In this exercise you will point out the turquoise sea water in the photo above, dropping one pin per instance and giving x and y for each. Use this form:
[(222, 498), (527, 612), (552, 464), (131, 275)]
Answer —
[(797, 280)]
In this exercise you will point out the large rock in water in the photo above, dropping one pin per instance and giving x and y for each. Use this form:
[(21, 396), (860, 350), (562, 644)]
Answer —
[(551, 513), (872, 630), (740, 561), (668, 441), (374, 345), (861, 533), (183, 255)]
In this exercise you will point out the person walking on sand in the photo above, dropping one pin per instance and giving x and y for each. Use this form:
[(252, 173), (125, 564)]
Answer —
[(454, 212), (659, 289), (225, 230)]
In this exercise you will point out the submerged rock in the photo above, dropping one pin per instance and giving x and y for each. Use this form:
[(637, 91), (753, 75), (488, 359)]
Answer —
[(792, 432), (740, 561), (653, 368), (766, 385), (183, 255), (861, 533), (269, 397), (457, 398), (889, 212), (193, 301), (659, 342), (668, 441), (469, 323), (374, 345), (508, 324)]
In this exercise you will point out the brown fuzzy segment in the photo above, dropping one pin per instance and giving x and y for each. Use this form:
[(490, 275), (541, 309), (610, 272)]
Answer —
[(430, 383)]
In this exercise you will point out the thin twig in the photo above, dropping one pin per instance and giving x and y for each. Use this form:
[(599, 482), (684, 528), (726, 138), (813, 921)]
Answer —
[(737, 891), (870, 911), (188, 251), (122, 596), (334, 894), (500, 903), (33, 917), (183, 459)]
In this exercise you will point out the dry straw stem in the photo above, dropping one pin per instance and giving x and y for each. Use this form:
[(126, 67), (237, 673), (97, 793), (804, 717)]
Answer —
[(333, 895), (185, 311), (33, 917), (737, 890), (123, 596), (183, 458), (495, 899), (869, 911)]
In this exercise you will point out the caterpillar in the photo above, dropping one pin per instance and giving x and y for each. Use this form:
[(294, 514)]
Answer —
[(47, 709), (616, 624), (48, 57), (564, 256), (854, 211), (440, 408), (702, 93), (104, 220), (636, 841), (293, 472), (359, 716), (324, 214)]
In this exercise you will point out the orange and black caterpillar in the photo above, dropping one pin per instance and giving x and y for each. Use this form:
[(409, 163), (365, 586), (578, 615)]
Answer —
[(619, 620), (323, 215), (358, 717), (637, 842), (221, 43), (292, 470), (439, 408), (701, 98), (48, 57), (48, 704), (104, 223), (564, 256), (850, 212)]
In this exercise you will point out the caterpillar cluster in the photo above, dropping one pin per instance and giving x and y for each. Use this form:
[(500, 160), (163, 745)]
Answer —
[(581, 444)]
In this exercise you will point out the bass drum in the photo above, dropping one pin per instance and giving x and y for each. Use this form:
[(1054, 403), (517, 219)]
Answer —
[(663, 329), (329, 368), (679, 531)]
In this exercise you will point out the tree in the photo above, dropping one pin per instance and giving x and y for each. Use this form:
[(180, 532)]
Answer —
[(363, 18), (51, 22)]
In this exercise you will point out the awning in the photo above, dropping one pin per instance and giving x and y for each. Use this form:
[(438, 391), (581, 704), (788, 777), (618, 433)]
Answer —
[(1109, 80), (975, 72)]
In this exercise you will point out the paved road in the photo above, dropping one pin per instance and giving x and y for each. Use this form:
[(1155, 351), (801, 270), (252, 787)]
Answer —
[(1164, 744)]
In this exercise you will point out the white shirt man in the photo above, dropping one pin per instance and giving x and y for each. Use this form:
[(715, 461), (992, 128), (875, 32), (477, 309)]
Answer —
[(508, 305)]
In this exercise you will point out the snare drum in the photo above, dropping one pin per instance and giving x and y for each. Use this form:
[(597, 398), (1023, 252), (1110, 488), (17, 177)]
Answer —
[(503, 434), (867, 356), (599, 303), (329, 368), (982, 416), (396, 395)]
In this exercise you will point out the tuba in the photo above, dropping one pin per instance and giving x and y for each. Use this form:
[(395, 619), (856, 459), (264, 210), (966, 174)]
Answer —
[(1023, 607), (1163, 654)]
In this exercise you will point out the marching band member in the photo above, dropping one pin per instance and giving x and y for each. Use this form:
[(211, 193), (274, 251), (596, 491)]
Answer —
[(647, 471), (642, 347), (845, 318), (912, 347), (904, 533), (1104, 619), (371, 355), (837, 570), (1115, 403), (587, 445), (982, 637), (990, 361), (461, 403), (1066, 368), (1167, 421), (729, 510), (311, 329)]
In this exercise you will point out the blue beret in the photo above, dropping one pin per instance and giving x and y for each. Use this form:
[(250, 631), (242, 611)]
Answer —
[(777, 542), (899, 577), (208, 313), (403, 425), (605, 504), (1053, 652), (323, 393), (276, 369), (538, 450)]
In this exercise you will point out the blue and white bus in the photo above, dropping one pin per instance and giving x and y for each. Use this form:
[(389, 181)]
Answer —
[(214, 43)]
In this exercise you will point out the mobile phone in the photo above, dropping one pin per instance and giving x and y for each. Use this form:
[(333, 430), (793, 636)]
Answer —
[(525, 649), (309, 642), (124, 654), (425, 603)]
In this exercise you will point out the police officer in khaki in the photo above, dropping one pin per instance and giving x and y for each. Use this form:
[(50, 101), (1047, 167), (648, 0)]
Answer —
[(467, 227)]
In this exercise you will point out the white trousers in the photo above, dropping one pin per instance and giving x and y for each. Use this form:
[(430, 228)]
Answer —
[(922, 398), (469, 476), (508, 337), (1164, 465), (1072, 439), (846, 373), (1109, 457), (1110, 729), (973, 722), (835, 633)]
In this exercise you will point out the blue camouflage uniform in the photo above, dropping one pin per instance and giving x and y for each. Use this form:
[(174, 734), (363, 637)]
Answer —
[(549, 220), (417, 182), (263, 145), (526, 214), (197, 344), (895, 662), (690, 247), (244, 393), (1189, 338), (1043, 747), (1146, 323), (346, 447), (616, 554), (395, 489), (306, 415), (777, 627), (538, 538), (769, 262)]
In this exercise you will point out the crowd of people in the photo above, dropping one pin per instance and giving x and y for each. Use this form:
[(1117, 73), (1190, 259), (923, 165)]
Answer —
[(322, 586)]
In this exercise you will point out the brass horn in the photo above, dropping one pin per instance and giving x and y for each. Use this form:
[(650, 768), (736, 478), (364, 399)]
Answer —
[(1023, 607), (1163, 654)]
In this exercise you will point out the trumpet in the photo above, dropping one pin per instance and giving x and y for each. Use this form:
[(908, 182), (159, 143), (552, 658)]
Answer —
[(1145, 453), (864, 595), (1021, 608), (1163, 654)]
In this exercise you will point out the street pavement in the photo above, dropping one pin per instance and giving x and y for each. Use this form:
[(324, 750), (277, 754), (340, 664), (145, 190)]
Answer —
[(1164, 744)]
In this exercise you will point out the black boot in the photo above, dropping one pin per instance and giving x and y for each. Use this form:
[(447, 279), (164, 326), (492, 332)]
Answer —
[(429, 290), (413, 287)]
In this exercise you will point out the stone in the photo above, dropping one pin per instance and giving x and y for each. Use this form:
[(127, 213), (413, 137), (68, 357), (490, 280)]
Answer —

§ §

Written problem → Update the listing so that every "one pin per instance" becomes "one marker per instance", and leave everything else unchanged.

Output for this task →
In this exercise you will point out the turquoise sea water in the photo above, dropping one marker per instance and giving x and y for each. Use this form:
[(222, 498), (527, 612), (552, 464), (131, 275)]
Answer —
[(797, 280)]
In this exercise you will point out the large rock in water in the photo above, dropping one marker per instance and giving x and y for each. Use this form:
[(21, 396), (860, 350), (562, 644)]
Answer —
[(551, 513), (872, 630), (740, 561), (668, 441), (374, 345), (861, 533), (183, 255)]
In this exercise you will point out the person walking on sand in the photo above, dropping one marker per instance and giving x and y for each. Use this form:
[(252, 173), (125, 564)]
Answer —
[(454, 212), (659, 289), (225, 230)]
In this exercise you will point out the submerged rock in the photo above, dropping one marker per instance and giving x and y for each. Use this form:
[(637, 91), (753, 75), (488, 359)]
Answer —
[(792, 432), (740, 561), (653, 368), (766, 385), (183, 255), (861, 533), (269, 397), (457, 398), (889, 212), (193, 301), (659, 342), (668, 441), (469, 323), (374, 345), (508, 324)]
In this exercise you will point out the brown fuzzy segment in the photo above, dropping one marker per instance and giving x and y for each. Use this form:
[(490, 275), (541, 309), (610, 272)]
Answer —
[(430, 383)]
In this exercise you will point out the thin twig in the photo above, dropping one marker per instance and giving x and y for each. Use this form:
[(599, 482), (684, 528), (726, 138), (813, 921)]
Answer —
[(737, 891), (870, 911), (188, 251), (122, 596), (334, 894), (500, 903), (33, 917), (183, 459)]
In this exercise you will point out the dry straw stem in the photo above, dropping one marker per instance and giving x and y for each. Use this form:
[(126, 67), (237, 673), (97, 793), (804, 717)]
Answer —
[(333, 895), (185, 311), (33, 917), (737, 890), (123, 596), (183, 458), (495, 899), (869, 911)]
In this exercise you will point out the caterpillar in the photo above, dropping one marker per instance and giving x and y for each. Use this form:
[(294, 514)]
Answer —
[(47, 709), (616, 624), (48, 57), (564, 256), (854, 211), (440, 408), (702, 93), (104, 220), (636, 841), (293, 472), (359, 716), (324, 214)]
In this exercise you will point out the orange and black caterpillar in the photo above, dropping one marker per instance and giving x and y for each. Use this form:
[(409, 163), (365, 586), (578, 615)]
Answer —
[(619, 620), (323, 215), (358, 717), (637, 842), (221, 43), (292, 470), (439, 408), (701, 98), (48, 57), (48, 704), (104, 223), (564, 256), (850, 212)]
In this exercise you will point out the caterpillar cluster in the photo above, dropping one marker per instance and giving x and y for each. Use this form:
[(500, 160), (163, 745)]
Answer —
[(581, 444)]
In this exercise you will point out the bass drum in the photo above, dropping one marker per instance and giving x and y for each. Use this form:
[(1054, 403), (517, 219)]
Answer —
[(663, 329), (329, 368), (679, 531)]
In this exercise you will point out the tree in the photo above, dropping one marker per instance and giving x and y for each. Use this form:
[(180, 532)]
Answer —
[(363, 18), (51, 22)]
In this exercise you will point out the awning in the photo above, dropping one marker per instance and giving x and y for each. Use this form:
[(438, 391), (581, 704), (788, 777), (618, 433)]
Answer —
[(1109, 80), (975, 72)]
In this exercise you will point out the paved road in the photo above, dropping one marker per instance and giving x and y for each. Use this form:
[(1155, 351), (801, 270), (252, 787)]
Answer —
[(1164, 744)]
In this exercise you will point out the white shirt man in the photo above, dropping one marker per instance and giving x and y for each. Use this form:
[(715, 461), (992, 128), (875, 32), (477, 309)]
Answer —
[(508, 305)]
In this exercise you will point out the snare drum in the photo above, dropping one marker per instance and giving x and y for each. Use this form:
[(597, 398), (1023, 252), (1110, 488), (17, 177)]
Answer —
[(503, 434), (867, 356), (599, 303), (329, 368), (982, 416), (396, 395)]
In this exercise you will point out the tuba in the photo above, dropping one marker per instance and giving x and y for each. Use this form:
[(395, 619), (856, 459), (264, 210), (966, 174)]
Answer —
[(1023, 607), (1163, 654)]
In this exercise you will point out the marching band member in the photo above, dropping one marker per instance and giving x and y for each. Use this form:
[(211, 193), (274, 251), (596, 491)]
Answer —
[(647, 471), (642, 347), (845, 318), (912, 347), (904, 533), (1104, 619), (371, 355), (837, 570), (1115, 403), (587, 445), (982, 637), (990, 361), (461, 403), (1066, 368), (1167, 421), (729, 510), (311, 329)]
In this exercise you will point out the blue beret in the photo above, dropping one marker per instance and giving x and y for each. Use this form:
[(250, 631), (242, 611)]
Answer —
[(777, 542), (899, 577), (208, 313), (403, 425), (605, 504), (1053, 652), (323, 393), (276, 369), (538, 450)]
In this exercise you will point out the blue and white bus in the photo above, dropping one marker per instance and giving x and y for each. Use this form:
[(389, 181)]
Answer —
[(214, 43)]
In this exercise you will point out the mobile phone in the photo above, dropping one marker per instance and giving x and y for each. Use this form:
[(333, 430), (793, 636)]
Answer —
[(525, 649), (309, 642), (124, 654), (425, 603)]
In this exercise you will point out the police officer in khaki in the photo above, dropping one marker per instance and giving x and y for each. Use this form:
[(50, 101), (1047, 167), (648, 0)]
Answer —
[(467, 227)]
In this exercise you will point out the white trousers in the photo above, dropping one marker per instance and giving x and y for each. Use this form:
[(430, 228)]
Answer —
[(922, 398), (469, 476), (508, 337), (1164, 465), (1072, 439), (846, 373), (1109, 457), (1110, 729), (973, 722), (835, 633)]
In this exercise you will point out the blue camouflage uniform in the photo above, dropping one marker per instance and giving x and y for each. Use this form:
[(174, 734), (363, 637)]
Answer —
[(549, 220), (417, 182), (263, 145), (526, 214), (197, 344), (895, 662), (690, 247), (244, 393), (1189, 338), (1043, 747), (1146, 323), (346, 447), (616, 554), (395, 489), (306, 415), (777, 627), (538, 538), (769, 262)]
In this exercise you will point out the crowd of people in the photo above, dropping one marker per instance and giving x and y for each. Use this form:
[(1117, 73), (1190, 259), (923, 165)]
Answer —
[(322, 586)]
In this exercise you will point out the brass horn in the photo above, dropping one marker per instance and giving x and y for each. Use this form:
[(650, 768), (736, 478), (364, 399)]
Answer —
[(1023, 607), (1163, 654)]
In this exercise you will point out the trumpet in the photo above, dropping one marker per instance and giving x and y for each. Use this form:
[(908, 182), (159, 143), (552, 658)]
Answer —
[(1145, 453), (864, 595), (1021, 608), (1163, 654)]
In this exercise you will point out the street pavement in the photo above, dropping one marker per instance and giving x and y for each. Use this form:
[(324, 750), (277, 754), (340, 664), (145, 190)]
Answer —
[(1164, 744)]
In this exercise you will point out the black boot in the photo above, dropping one marker per instance and giving x and y for each. Use this form:
[(447, 279), (164, 326), (492, 332)]
Answer —
[(429, 290), (413, 287)]
In this exercise you will point out the stone in the photo above, dropping one marker per instance and giving x and y for each. Use this form:
[(127, 213), (413, 137), (68, 357), (490, 280)]
Answer —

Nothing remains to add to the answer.